(Object point labels)
—————

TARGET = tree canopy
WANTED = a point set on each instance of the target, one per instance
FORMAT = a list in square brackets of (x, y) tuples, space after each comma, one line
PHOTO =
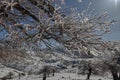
[(40, 22)]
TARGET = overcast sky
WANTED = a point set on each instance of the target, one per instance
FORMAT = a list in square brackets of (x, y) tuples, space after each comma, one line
[(110, 6)]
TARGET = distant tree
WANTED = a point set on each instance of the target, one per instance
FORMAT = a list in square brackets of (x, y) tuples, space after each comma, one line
[(30, 23)]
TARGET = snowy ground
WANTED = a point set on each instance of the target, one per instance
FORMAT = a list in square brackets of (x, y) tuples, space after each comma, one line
[(58, 76), (63, 76)]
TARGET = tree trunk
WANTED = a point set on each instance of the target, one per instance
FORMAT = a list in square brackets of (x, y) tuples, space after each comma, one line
[(115, 74), (89, 73), (53, 72), (44, 76)]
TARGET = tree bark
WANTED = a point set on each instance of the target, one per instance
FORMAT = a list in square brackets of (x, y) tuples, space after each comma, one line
[(89, 73), (44, 76)]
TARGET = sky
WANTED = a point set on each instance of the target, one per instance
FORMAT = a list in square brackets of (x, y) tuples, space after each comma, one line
[(111, 6)]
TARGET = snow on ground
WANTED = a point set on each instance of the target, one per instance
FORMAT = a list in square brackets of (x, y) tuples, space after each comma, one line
[(58, 76)]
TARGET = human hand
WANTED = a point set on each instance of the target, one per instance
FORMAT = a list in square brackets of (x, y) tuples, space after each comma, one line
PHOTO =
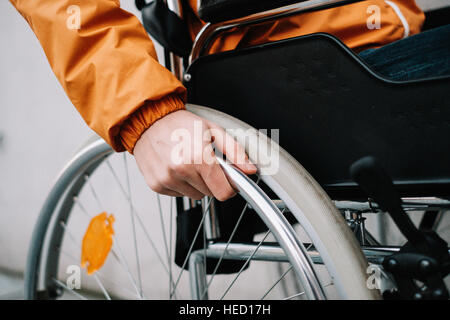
[(176, 157)]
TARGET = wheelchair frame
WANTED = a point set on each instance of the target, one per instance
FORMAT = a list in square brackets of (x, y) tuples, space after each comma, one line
[(353, 210)]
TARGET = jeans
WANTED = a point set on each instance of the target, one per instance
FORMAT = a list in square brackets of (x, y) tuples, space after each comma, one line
[(423, 55)]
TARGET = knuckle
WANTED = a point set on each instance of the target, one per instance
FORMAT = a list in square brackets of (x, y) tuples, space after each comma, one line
[(179, 169), (166, 179), (225, 194), (156, 187)]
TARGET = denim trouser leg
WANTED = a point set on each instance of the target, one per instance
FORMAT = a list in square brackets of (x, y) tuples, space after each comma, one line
[(423, 55)]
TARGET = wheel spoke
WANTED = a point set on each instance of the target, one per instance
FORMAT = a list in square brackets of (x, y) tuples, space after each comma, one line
[(191, 247), (163, 227), (276, 282), (133, 224), (245, 264), (62, 284), (102, 287), (144, 229), (226, 247)]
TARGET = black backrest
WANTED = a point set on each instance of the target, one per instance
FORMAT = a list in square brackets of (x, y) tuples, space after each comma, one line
[(331, 110)]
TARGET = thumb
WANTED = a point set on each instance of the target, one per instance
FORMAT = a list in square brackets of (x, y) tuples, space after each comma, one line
[(234, 152)]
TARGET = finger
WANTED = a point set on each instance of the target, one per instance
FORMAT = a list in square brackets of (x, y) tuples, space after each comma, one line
[(187, 190), (167, 192), (194, 179), (216, 180), (234, 152)]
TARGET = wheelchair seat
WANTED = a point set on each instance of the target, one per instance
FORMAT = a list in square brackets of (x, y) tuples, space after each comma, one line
[(332, 109), (222, 10)]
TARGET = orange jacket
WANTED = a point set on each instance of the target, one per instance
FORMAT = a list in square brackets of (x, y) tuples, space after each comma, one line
[(109, 69)]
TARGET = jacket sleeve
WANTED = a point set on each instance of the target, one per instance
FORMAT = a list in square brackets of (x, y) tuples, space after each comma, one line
[(107, 65)]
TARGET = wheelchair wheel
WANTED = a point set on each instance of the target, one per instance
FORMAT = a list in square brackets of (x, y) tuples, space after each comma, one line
[(303, 233)]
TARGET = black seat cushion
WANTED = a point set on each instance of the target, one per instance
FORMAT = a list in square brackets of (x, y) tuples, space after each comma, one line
[(331, 110), (222, 10)]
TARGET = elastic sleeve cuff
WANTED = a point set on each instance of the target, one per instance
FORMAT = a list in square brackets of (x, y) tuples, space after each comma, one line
[(144, 117)]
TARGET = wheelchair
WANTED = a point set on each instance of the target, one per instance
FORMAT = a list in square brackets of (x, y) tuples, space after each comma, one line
[(299, 232)]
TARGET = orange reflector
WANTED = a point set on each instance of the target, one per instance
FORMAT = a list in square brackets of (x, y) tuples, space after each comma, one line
[(97, 242)]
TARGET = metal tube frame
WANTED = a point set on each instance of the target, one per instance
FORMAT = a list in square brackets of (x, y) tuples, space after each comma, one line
[(210, 31)]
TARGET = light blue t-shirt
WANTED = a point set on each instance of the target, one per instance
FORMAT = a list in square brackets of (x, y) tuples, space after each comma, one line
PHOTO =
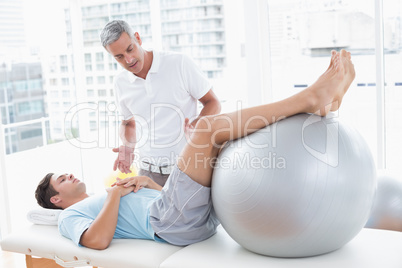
[(132, 222)]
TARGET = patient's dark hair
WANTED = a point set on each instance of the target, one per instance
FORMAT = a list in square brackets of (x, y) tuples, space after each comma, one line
[(45, 191)]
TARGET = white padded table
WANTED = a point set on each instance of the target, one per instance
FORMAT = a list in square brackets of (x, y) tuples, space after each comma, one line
[(46, 242), (370, 248)]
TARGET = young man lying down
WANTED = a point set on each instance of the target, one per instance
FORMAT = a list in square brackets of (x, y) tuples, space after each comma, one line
[(181, 212)]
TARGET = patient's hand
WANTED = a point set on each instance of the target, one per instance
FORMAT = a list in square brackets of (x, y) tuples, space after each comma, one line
[(121, 189), (138, 182), (124, 159)]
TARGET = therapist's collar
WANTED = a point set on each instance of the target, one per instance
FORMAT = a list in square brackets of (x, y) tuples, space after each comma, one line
[(154, 67)]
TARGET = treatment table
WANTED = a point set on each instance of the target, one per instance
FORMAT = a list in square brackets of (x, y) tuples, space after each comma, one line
[(370, 248)]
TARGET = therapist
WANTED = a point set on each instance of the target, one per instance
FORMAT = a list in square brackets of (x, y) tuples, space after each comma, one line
[(157, 95)]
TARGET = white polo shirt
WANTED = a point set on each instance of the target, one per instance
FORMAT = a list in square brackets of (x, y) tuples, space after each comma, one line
[(160, 103)]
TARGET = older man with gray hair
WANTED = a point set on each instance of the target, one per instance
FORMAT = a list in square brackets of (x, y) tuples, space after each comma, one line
[(157, 93)]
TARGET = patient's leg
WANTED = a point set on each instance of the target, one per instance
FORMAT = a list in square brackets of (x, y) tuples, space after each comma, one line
[(211, 132)]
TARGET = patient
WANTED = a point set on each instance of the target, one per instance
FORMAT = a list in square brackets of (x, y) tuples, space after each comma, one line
[(181, 212)]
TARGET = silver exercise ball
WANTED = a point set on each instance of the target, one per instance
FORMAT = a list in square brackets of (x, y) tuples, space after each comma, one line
[(387, 208), (301, 187)]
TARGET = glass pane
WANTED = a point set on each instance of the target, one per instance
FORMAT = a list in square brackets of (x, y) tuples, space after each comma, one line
[(302, 35), (393, 78)]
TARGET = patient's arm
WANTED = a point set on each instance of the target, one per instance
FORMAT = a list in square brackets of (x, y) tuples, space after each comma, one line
[(139, 182), (100, 233)]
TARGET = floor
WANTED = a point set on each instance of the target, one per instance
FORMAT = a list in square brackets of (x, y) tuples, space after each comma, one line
[(11, 260), (15, 260)]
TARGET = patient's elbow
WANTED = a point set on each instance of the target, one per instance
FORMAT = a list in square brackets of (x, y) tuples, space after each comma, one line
[(99, 245), (97, 242)]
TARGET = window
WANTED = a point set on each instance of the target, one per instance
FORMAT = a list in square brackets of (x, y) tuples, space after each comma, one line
[(90, 93), (100, 66), (102, 92), (65, 82), (88, 58), (53, 82), (101, 80), (66, 94), (99, 56)]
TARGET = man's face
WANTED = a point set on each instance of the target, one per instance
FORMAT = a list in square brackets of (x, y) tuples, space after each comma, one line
[(67, 185), (128, 52)]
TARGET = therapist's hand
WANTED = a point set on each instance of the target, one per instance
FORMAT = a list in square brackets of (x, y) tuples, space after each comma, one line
[(138, 182), (188, 128), (124, 158)]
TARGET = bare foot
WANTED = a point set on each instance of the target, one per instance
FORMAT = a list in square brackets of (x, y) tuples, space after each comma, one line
[(328, 91)]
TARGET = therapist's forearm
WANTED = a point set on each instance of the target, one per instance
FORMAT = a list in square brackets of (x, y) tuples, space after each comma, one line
[(100, 233), (210, 108), (128, 133)]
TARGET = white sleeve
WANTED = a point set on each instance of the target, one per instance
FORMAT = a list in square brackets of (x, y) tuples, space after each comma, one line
[(73, 226), (121, 106), (195, 81)]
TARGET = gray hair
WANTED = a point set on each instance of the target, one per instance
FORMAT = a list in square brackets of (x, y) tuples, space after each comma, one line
[(113, 30)]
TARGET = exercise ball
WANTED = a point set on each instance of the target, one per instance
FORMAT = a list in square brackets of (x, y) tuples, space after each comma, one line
[(301, 187), (387, 208), (111, 178)]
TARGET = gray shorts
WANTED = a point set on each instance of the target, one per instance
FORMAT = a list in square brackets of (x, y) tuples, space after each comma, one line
[(184, 213)]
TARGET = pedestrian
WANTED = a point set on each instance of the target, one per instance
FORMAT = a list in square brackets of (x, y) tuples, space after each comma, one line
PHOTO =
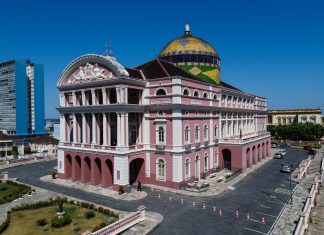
[(139, 186)]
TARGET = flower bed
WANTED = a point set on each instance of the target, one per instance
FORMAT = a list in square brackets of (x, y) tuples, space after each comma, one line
[(10, 191), (41, 217)]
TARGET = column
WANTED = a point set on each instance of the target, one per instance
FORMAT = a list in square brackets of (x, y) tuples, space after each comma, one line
[(94, 129), (126, 95), (126, 130), (74, 98), (118, 129), (109, 130), (62, 128), (83, 97), (93, 96), (104, 126), (104, 96), (84, 128), (74, 128)]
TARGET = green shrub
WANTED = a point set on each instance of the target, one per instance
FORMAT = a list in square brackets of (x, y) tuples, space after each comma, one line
[(89, 214), (60, 222), (41, 222)]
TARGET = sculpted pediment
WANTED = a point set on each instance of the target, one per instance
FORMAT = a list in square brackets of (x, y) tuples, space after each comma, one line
[(90, 68)]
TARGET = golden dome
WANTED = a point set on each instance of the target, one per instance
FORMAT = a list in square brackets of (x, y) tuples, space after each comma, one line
[(194, 55), (188, 44)]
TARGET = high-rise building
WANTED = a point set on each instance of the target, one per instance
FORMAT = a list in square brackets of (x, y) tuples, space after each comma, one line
[(21, 97)]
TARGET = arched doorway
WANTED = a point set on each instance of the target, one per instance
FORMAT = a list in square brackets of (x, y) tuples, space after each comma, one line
[(96, 172), (254, 154), (136, 170), (197, 164), (76, 170), (248, 160), (86, 168), (68, 166), (107, 174), (227, 155)]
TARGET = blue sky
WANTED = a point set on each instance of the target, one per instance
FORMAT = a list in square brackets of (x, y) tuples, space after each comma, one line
[(272, 48)]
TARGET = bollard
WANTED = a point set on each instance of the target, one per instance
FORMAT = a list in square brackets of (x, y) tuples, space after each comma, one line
[(262, 220), (236, 214)]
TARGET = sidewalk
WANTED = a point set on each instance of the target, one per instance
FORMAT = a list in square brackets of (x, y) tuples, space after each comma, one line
[(287, 222)]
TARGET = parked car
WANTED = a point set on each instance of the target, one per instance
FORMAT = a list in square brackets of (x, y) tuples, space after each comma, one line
[(282, 152), (277, 156), (285, 168)]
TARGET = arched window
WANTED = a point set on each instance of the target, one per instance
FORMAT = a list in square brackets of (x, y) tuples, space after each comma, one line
[(205, 132), (187, 168), (161, 134), (186, 92), (187, 137), (206, 162), (160, 92), (197, 134), (215, 132), (160, 169)]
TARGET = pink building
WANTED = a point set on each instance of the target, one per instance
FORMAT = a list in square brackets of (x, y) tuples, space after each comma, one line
[(160, 123)]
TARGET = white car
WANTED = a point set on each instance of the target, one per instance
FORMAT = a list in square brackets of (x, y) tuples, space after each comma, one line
[(282, 152)]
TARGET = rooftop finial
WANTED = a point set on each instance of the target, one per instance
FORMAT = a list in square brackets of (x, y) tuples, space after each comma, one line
[(109, 51), (187, 28)]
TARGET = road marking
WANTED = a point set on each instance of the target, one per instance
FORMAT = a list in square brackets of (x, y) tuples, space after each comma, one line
[(267, 214), (256, 231), (276, 202)]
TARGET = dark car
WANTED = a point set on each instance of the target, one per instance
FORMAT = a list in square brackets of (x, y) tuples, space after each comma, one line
[(285, 168)]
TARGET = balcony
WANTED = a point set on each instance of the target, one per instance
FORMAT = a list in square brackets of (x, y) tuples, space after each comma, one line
[(160, 147), (187, 147)]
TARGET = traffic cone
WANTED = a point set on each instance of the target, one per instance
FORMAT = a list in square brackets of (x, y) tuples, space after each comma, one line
[(263, 220), (236, 214)]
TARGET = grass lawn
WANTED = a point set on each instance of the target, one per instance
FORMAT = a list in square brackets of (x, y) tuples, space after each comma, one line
[(24, 222), (9, 191)]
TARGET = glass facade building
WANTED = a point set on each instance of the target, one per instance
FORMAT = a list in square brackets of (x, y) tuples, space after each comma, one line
[(22, 97)]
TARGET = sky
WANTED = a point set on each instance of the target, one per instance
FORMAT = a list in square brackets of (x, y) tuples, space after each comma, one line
[(274, 49)]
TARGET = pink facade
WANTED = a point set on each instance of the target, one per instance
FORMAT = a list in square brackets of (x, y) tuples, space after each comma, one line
[(120, 126)]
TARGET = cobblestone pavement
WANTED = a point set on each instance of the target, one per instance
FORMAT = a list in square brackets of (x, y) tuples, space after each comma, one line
[(262, 194), (108, 192), (287, 223)]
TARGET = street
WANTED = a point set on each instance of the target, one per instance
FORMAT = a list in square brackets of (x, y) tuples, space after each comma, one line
[(263, 193)]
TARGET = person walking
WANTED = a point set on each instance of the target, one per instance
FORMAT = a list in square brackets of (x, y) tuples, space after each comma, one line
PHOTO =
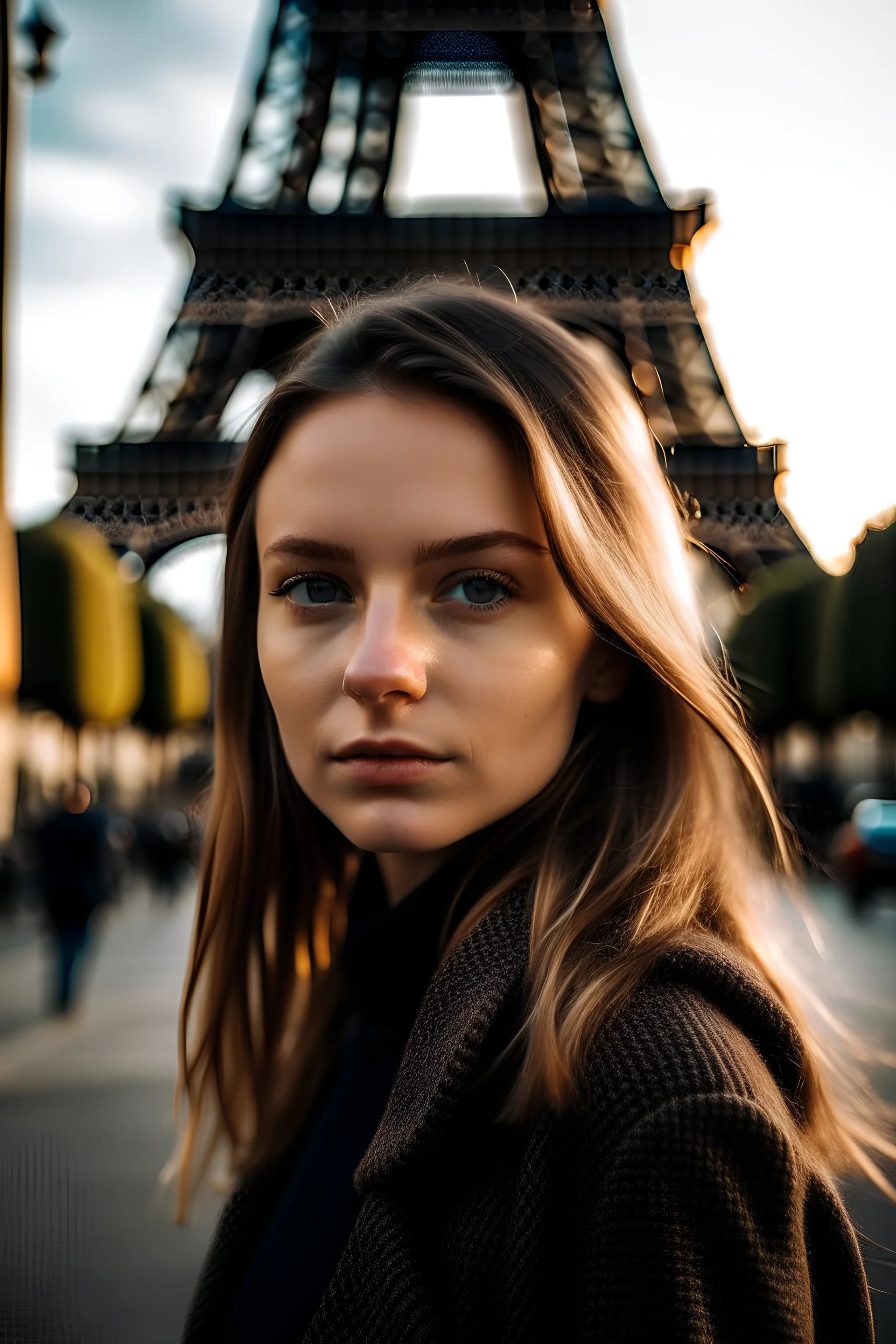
[(72, 846)]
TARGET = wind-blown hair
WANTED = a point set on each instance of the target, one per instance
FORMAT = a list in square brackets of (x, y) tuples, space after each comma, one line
[(658, 830)]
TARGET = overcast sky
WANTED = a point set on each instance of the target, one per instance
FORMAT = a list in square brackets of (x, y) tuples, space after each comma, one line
[(782, 108)]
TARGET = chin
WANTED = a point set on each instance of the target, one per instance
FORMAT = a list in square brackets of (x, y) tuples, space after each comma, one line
[(399, 828)]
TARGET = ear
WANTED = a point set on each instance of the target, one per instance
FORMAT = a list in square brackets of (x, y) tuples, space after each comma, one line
[(606, 674)]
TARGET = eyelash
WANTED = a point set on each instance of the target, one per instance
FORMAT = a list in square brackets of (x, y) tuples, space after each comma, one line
[(504, 580), (294, 580)]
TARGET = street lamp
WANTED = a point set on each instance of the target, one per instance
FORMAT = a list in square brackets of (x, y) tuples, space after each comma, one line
[(37, 35)]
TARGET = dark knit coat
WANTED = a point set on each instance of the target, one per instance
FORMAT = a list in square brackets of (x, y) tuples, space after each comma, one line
[(673, 1202)]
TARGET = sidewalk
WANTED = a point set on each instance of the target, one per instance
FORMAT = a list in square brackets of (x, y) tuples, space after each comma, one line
[(88, 1245)]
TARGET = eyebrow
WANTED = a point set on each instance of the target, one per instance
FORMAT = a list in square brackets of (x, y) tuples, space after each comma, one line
[(311, 549), (477, 542), (314, 549)]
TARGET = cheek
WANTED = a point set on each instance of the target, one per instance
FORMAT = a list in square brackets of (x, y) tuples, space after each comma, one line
[(296, 689), (531, 705)]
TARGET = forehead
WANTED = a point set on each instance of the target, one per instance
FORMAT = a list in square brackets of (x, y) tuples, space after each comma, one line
[(375, 471)]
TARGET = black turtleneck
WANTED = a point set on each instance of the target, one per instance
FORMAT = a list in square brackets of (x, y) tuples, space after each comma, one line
[(389, 959)]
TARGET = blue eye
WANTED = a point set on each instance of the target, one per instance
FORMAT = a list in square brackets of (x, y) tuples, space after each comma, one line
[(316, 590), (479, 590)]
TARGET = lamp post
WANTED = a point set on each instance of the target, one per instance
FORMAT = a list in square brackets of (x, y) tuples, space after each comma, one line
[(38, 35)]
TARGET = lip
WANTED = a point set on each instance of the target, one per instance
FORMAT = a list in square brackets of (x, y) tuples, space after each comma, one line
[(387, 761)]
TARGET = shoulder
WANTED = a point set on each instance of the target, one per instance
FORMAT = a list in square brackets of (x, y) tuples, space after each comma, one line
[(703, 1033)]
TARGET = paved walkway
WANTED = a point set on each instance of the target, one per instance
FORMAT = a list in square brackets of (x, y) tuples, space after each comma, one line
[(88, 1246)]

—————

→ Task objective
Output an exact copy of the lines beginning at the one that holds "TARGET = dark knit coat" and running through the final line of the records.

→ Output
TARGET = dark knit coat
WANTED = a point set on each instance of the target, one per instance
FORMAT = a list in square brackets of (x, y) tuples, space after each comma, one line
[(673, 1202)]
TARGET = sidewalk
WANTED = a point set on each instance of the target, one per instance
FORMAT = a list in square brackets of (x, y) tuples, space after each comma, one line
[(88, 1245)]
TARGET = eyebrow
WANTED = a point set on each instance of the target, one per instance
FORMAT = a list in square brackets of (x, y) tuples, space after each comma, one line
[(311, 549), (477, 542), (314, 549)]
TARGET = cheek
WANTED = a point set on each instance of the target, one per instance
FORMAT = a list in square brackets of (x, y) tuples, space after each comma, one line
[(296, 689), (531, 705)]
TARGET = forehead
WANTED = a point set on each instance of the target, one per instance
FORMAT = a list in square brackets of (x, y) tuples, space after each comma, one line
[(375, 471)]
TARGET = black turtleneck
WANTED = a point set on each instance of the target, one per instance
FORMAT = a list in square brackets of (x, y) tuples, space after each comma, one line
[(389, 959)]
TARGET = blue eye
WANTED = a point set on each instance of the target, one per instance
FORMAT = a list in square brackets of (x, y) tuples, space after each comma, one line
[(316, 590), (479, 590)]
TARGET = lamp post
WANTED = a point set on each instance of the target, one per instance
FORMAT = a list in square brackets of (x, y) tuples, space after each comma, one line
[(38, 35)]
TARGET = lip
WANTED = a point set on each instance of the target, one per instance
FORMAT = a list in square brackets of (x, y) tuples, space after each comma, one line
[(387, 761)]
TARGET = shoulder
WANTED = a point set on each instance of the target, one per instance
FORMAT = a list in square brackets of (x, y) tuples, space after each comma, one line
[(703, 1033)]
TARGET = paved walkway
WANTED = a point set on each instance of the target, one per instance
FORMAT = a list in square brackets of (x, y) tuples, space after each comma, one line
[(88, 1246)]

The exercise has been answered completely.